[Referring expression pointing data]

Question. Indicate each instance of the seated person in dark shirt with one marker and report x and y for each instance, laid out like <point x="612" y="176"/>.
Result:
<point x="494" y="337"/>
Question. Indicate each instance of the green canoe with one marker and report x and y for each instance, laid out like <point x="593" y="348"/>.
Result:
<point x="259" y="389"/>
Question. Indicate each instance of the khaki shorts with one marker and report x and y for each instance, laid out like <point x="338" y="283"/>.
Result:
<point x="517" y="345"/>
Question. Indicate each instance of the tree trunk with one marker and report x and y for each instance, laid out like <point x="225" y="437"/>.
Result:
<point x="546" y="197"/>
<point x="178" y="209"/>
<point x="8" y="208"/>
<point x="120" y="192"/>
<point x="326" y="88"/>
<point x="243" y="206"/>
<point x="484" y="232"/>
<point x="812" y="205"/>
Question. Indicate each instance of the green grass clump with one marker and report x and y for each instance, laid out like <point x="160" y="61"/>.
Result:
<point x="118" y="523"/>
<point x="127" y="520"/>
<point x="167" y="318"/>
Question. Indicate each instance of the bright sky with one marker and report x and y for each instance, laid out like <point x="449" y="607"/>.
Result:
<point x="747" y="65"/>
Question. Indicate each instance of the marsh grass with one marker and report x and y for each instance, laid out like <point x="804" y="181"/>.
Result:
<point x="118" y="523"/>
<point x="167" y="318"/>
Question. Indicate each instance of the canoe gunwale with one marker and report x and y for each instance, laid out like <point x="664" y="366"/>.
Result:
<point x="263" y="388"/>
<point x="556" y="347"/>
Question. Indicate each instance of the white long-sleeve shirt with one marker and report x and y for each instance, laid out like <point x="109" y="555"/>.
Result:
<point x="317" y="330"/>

**WORK ORDER**
Output exactly the line containing "Question. Indicate each instance of the tree" together with every line after it, ending at the final line of the entries.

**RESPONSE TO THIS EXERCISE**
Question. Indicate each instance of the tree trunk with one marker and report x and y for each instance, laid out like <point x="225" y="437"/>.
Result:
<point x="546" y="197"/>
<point x="178" y="209"/>
<point x="8" y="208"/>
<point x="120" y="192"/>
<point x="326" y="88"/>
<point x="243" y="206"/>
<point x="484" y="232"/>
<point x="812" y="205"/>
Question. Indicate each instance of the green grass clump with one marker and report x and y for each instance, laid out like <point x="160" y="61"/>.
Result:
<point x="118" y="523"/>
<point x="127" y="520"/>
<point x="167" y="318"/>
Question. Indicate each instance of the bright sky with one marker and report x and y for each instance, laid out like <point x="449" y="607"/>.
Result:
<point x="747" y="65"/>
Question. Indicate each instance of the marsh grass with one marker and report x and y for each instance, laid out like <point x="804" y="181"/>.
Result:
<point x="118" y="523"/>
<point x="167" y="318"/>
Question. Indicate each instance of the canoe gunwale with one marker and report x and y for each instance, laid out like <point x="664" y="366"/>.
Result:
<point x="263" y="388"/>
<point x="556" y="347"/>
Question. Indicate each instance of the white long-sleeve shirt with one marker and report x and y for each instance, laid out like <point x="109" y="555"/>.
Result:
<point x="317" y="330"/>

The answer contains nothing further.